Set tasks —
1/ Condense the passage of the bug report that begins "WARNING: ThreadSanitizer: data race" into a short bulleted list that keeps its main facts.
2/ Count the lines in the entries that contain the string "point", and reply with only the number.

Provided text —
* begin *
[BUG] ASAN issues -- unsynchronized reads
BenFrantzDale opened this issue · comments
Describe the bug
g++ -fsanitize=thread -Iinclude ./tests/BS_thread_pool_test.cpp -std=c++17 -O3 -Wall -Wextra -Wconversion -Wsign-conversion -Wpedantic -Weffc++ -Wshadow -pthread -o BS_thread_pool_test && TSAN_OPTIONS="halt_on_error=1" ./BS_thread_pool_test
Output:
...
WARNING: ThreadSanitizer: data race (pid=34544)
Read of size 8 at 0x7ffe64bfb3c8 by thread T73:
#0 BS::thread_pool::worker(unsigned int, std::function<void ()> const&) <null> (BS_thread_pool_test+0x4ae81) (BuildId: e41652891611ed6c54197009524a2c7d2dd95798)
#1 std::thread::_State_impl<std::thread::_Invoker<std::tuple<void (BS::thread_pool::*)(unsigned int, std::function<void ()> const&), BS::thread_pool*, unsigned int, std::function<void ()> > > >::_M_run() <null> (BS_thread_pool_test+0x44397) (BuildId: e41652891611ed6c54197009524a2c7d2dd95798)
#2 <null> <null> (libstdc++.so.6+0xecdb3) (BuildId: ca77dae775ec87540acd7218fa990c40d1c94ab1)
Previous write of size 8 at 0x7ffe64bfb3c8 by thread T68 (mutexes: write M0):
#0 BS::thread_pool::worker(unsigned int, std::function<void ()> const&) <null> (BS_thread_pool_test+0x4a3d6) (BuildId: e41652891611ed6c54197009524a2c7d2dd95798)
#1 std::thread::_State_impl<std::thread::_Invoker<std::tuple<void (BS::thread_pool::*)(unsigned int, std::function<void ()> const&), BS::thread_pool*, unsigned int, std::function<void ()> > > >::_M_run() <null> (BS_thread_pool_test+0x44397) (BuildId: e41652891611ed6c54197009524a2c7d2dd95798)
#2 <null> <null> (libstdc++.so.6+0xecdb3) (BuildId: ca77dae775ec87540acd7218fa990c40d1c94ab1)
* end *
Provided entries —
* begin *
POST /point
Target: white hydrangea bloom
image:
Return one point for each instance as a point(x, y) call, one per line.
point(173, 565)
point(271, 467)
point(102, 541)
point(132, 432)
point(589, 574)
* end *
Results for each task —
1/
- ThreadSanitizer reported a data race (pid=34544).
- Thread T73 read 8 bytes at address 0x7ffe64bfb3c8 inside BS::thread_pool::worker.
- Before that, thread T68 wrote 8 bytes at the same address, also inside BS::thread_pool::worker, while holding mutex M0 for writing.
- Both accesses were reached through std::thread's _M_run and libstdc++.so.6.

2/ 7